#### [TUGAS LATIHAN A]
Tulis ulang semua catatan di bawah dengan mengganti "innermost point" menjadi "central point", tanpa mengubah bagian lainnya. Jangan sertakan gambar dalam jawaban.

#### [TEKS HASIL EKSTRAKSI]
· · · · ·

Orang yang bersujud di atas tanah (turbah) tidak beribadat kepada tanah itu. Melainkan, ia menghinakan diri kepada Tuhan-nya dengan bersujud di atas tanah itu. Orang yang memandang sebaliknya adalah orang yang dungu yang akan meragukan semua orang yang salat dan menganggap mereka sebagai musyrik. Maka barangsiapa yang bersujud di atas permadani, kain, dan sebagainya juga harus dipandang sebagai menyembah benda-benda tersebut Sungguh mengherankan.

3. Sunah tentang sujud pada zaman Rasulullah saw dan sesudahnya.

· · · · ·

#### [Catatan tersimpan]
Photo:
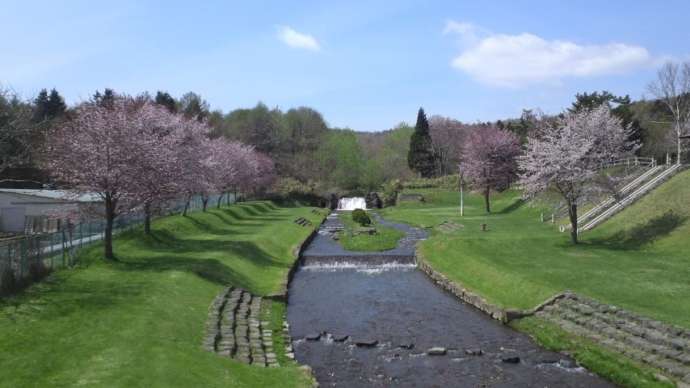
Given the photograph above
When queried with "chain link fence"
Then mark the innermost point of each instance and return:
(29, 258)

· · · · ·

#### [TUGAS LATIHAN B]
Lanjutkan teks tentang sujud di atas tanah sesudah baris terakhir yang tertera.

#### [JAWABAN YANG DIHARAPKAN A]
Photo:
Given the photograph above
When queried with "chain link fence"
Then mark the central point of each instance and return:
(29, 258)

#### [JAWABAN YANG DIHARAPKAN B]
Nabi saw dan para sahabatnya biasa bersujud di atas tanah selama jangka waktu yang tidak sebentar. Mereka menanggung derita akibat panas yang luar biasa, tanah berdebu, dan lumpur selama bertahun-tahun. Pada waktu itu, tidak ada seorang pun yang bersujud di atas pakaian dan lipatan serban, bahkan tidak pula di atas tikar (yang terbuat dari daun kurma atau bambu) Yang dapat mereka lakukan untuk menghilangkan panas itu dari dahi hanyalah dengan mendinginkan kerikil dengan telapak tangan mereka. Kemudian mereka bersujud di atasnya. Sebagian mereka telah mengadu kepada Rasulullah saw karena panas yang luar biasa. Tetapi beliau tidak memberikan jawaban. Sebab, beliau tidak dapat mengubah perintah Allah menurut pendapatnya sendiri.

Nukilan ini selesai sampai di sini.